§ Quoted passage:

Judge: Holly J. Fujie, Case: 24STCV00051, Date: 2025-02-06 Tentative Ruling

Case Number: 24STCV00051    Hearing Date: February 6, 2025    Dept: 56

 

 

 

SUPERIOR COURT OF THE STATE OF CALIFORNIA

FOR THE COUNTY OF LOS ANGELES - CENTRAL DISTRICT

 

 HAMRICK & EVANS, LLP,

                        Plaintiff,

            vs.

 

 MEDVERSANT TECHNOLOGIES, L.L.C., a California Limited Liability Company; MATTHEW HADDAD, an Individual; and DOES 1 through 25, inclusive,

                                                                             

                        Defendants.                              

 

      CASE NO.:  24STCV00051

 

[TENTATIVE] ORDER RE:

DEMURRER

 

Date: February 6, 2025

Time: 8:30 a.m.

Dept. 56

 

 

 

MOVING PARTY: Defendants Medversant Technologies, L.L.C (“Medversant”) and Matthew Haddad (“Haddad”) (collectively “Defendants”)

RESPONDING PARTY: Plaintiff Hamrick & Evans, LLP (“Plaintiff”)

 

            The Court has considered the moving, opposition and reply papers.

§ Items:
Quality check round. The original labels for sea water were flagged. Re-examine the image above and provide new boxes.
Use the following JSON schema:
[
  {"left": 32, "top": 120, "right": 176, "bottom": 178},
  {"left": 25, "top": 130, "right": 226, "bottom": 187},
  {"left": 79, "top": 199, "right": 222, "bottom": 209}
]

§ Aim:
Continue the court's tentative ruling on the demurrer, starting after its last sentence. The lines above come from a different source than the ruling.

§ Right answer:
BACKGROUND

             On January 2, 2024, Plaintiff filed this action to recover outstanding legal fees from Defendants. The operative second amended complaint (“SAC”) alleges causes of action for: (1) breach of written contract; (2) book account; (3) account stated; (4) services rendered; and (5) quantum meruit.

 

            On October 23, 2024, Defendants filed the instant demurrer (the “Demurrer”). On January 23, 2025, Plaintiff filed an opposition to the Demurrer (the “Opposition”). On January 30, 2025, Defendants filed a reply (the “Reply”).

 

MEET AND CONFER

             The parties have satisfied the meet and confer requirement.

 

DISCUSSION

            A demurrer for sufficiency tests whether the complaint states a cause of action. (Hahn v. Mirda (2007) 147 Cal.App.4th 740, 747; Code of Civil Procedure (“CCP”) § 430.10, subd. (e).) 

 

To sufficiently allege a cause of action, a complaint must allege all the ultimate facts—that is, the facts needed to establish each element of the cause of action pleaded. (Committee on Children’s Television, Inc. v. General Foods Corp. (1983) 35 Cal.3d 197, 212, superseded by statute as stated in Branick v. Downey Savings & Loan Assn. (2006) 39 Cal.4th 235, 242.) “[E]ach evidentiary fact that might eventually form part of the plaintiff’s proof need not be alleged.” (C.A. v. William S. Hart Union High School Dist. (2012) 53 Cal.4th 861, 872.)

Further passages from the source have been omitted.